やること一覧 -
**A)** 高校化学コンテストの文章を、「審査委委員長 名古屋大学名誉教授?元IUPAC会長 巽和行様」という言葉があるところから始めて、「研究で切磋琢磨してください。」で終わるまで、一字も変えずに書き写してください。
**B)** 次の(i)〜(iii)が高校化学コンテストの文章と合っているか、それぞれ「はい」か「いいえ」で答え、決め手になる文章中の言葉を一字も変えずに引用してください。
(i) 口頭発表をしたのは10チームだった。
(ii) このコンテストは2004年から芝浦工業大学が主催している。
(iii) 高等専門学校生は4年生でも参加できる。
**C)** 高校化学コンテストの文章を、最後の文のあとから書き継いでください。

本文 -
┄┄┄┄┄┄┄┄┄┄

審査委委員長 名古屋大学名誉教授?元IUPAC会長 巽和行様
口頭発表された10チームはいずれも素晴らしかったです。そして、すべてのチームがナンバー1であると感じるような内容でした。また、多くの若い才能が集まり、日本の未来は明るいと感じました。このような場での出会いはみなさんの将来にとってとても重要なものになるでしょう。是非、この大会をきっかけに友人を作って、これからの研究で切磋琢磨してください。
■高校化学グランドコンテスト2024 最終選考会
高校化学グランドコンテストとは…全国の高校生および高等専門学校生(3年生以下)が行っている「学習研究活動」を支援し、高校生自らが自主的な探究活動を楽しみながら科学的な創造力を培い、将来、科学分野で活躍できる人材の育成を念頭に置いて行っている教育支援プログラムです。2004年から大阪市立大学を中心に実施してきましたが、コロナ禍を経て、2023年度からは芝浦工業大学が主催しています。

┄┄┄┄┄┄┄┄┄┄

提供された情報 -

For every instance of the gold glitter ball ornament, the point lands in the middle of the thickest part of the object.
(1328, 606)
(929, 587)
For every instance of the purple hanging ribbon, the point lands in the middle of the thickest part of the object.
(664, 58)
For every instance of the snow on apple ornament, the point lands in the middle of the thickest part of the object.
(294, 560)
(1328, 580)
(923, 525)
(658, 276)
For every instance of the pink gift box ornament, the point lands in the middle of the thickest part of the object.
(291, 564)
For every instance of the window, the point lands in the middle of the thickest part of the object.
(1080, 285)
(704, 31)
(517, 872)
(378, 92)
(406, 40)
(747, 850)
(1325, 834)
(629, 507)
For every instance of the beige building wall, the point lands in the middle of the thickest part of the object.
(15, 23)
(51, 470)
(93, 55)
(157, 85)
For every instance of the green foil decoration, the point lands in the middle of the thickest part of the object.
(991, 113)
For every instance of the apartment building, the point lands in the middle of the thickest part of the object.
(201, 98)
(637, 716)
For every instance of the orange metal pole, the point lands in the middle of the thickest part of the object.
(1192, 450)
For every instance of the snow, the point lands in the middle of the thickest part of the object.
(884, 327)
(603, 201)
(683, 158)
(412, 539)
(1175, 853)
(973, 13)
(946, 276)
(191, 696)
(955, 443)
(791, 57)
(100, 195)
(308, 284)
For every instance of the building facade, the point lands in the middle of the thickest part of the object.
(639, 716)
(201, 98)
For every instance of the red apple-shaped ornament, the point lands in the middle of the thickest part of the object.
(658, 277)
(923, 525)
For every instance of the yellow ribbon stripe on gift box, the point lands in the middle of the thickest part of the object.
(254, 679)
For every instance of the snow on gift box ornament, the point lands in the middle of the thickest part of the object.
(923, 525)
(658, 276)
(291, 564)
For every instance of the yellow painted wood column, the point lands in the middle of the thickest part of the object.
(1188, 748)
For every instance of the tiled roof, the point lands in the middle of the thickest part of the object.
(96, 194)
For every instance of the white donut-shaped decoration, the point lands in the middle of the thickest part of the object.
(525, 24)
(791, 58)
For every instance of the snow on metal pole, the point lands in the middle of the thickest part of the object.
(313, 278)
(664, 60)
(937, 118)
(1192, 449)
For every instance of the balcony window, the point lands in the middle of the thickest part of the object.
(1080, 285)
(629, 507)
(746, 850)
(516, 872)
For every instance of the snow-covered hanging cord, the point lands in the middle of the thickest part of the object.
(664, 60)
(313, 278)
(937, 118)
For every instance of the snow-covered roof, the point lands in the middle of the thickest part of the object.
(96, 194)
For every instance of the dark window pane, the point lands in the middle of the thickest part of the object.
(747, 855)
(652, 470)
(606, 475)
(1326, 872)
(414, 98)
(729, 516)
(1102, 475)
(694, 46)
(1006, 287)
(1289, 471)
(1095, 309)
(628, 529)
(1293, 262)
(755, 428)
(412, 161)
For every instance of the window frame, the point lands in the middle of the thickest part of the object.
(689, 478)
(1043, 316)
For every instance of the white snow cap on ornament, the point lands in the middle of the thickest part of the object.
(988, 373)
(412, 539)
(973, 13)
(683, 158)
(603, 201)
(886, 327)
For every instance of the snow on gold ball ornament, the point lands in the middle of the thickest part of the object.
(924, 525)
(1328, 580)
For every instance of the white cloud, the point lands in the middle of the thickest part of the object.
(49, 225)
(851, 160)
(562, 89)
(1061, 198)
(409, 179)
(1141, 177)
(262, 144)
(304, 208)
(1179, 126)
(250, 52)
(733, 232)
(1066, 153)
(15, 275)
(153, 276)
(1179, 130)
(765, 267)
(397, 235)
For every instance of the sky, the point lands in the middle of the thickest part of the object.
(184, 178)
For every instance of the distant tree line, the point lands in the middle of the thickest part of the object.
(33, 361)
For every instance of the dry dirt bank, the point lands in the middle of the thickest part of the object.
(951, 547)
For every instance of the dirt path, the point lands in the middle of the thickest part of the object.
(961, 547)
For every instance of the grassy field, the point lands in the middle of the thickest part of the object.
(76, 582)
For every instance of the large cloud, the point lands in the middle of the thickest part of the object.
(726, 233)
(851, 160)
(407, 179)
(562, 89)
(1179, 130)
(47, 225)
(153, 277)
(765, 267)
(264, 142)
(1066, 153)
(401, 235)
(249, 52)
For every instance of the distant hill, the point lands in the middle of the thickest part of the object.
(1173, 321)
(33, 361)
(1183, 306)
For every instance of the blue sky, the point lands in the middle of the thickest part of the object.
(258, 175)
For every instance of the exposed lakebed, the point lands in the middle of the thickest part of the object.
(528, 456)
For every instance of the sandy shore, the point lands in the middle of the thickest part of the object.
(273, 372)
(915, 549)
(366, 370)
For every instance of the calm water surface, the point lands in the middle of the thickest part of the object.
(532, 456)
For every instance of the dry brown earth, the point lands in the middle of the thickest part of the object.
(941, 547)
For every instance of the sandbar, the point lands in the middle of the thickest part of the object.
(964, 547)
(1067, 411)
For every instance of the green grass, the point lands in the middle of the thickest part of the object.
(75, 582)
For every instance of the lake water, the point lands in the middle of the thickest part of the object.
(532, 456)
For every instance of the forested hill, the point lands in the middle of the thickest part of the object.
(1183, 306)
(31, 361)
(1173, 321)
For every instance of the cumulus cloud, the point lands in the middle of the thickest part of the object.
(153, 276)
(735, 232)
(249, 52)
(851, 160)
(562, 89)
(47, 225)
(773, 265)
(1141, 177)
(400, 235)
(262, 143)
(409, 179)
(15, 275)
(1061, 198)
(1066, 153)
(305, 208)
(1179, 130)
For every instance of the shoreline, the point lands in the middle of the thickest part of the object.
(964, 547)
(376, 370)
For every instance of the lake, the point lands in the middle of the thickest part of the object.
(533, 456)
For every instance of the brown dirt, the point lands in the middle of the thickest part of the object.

┄┄┄┄┄┄┄┄┄┄

回答一覧 -
**A)**
審査委委員長 名古屋大学名誉教授?元IUPAC会長 巽和行様
口頭発表された10チームはいずれも素晴らしかったです。そして、すべてのチームがナンバー1であると感じるような内容でした。また、多くの若い才能が集まり、日本の未来は明るいと感じました。このような場での出会いはみなさんの将来にとってとても重要なものになるでしょう。是非、この大会をきっかけに友人を作って、これからの研究で切磋琢磨してください。

**B)**
(i) はい。「口頭発表された10チームはいずれも素晴らしかったです。」
(ii) いいえ。「2004年から大阪市立大学を中心に実施してきましたが、コロナ禍を経て、2023年度からは芝浦工業大学が主催しています。」
(iii) いいえ。「全国の高校生および高等専門学校生(3年生以下)」

**C)**
10月26日(土)、27日(日)に芝浦工業大学豊洲キャンパスで第19回最終選考会が開催され、第一次審査を通過した全国の高校生90チーム以上302名と海外から招へいした3チーム11名が研究の成果を発表し、2日間合計で延べ800人以上が来場しました。
1日目に開催されたポスター発表では、各校の生徒たちが研究成果をまとめたポスターを前に他校の生徒や審査員の先生らへ熱心に説明をしていました。審査員から貴重なアドバイスをもらうほか、高校生同士でより良い実験手法について模索する様子も見られ、活発な議論が生まれていました。また会場には協賛企業によるブースも並び、参加者たちは日頃の化学の学習が社会にどのようにつながっているのかを学んでいました。
そのあと大学のSky Cafeteriaで行われたレセプションでは、お互いの研究や普段の学校生活について語り合うなど、盛んに交流が図られました。化学に関するクイズ大会や大学公式マスコットキャラクターのテクしばくんの登場もあり、会場は大いに盛り上がりました。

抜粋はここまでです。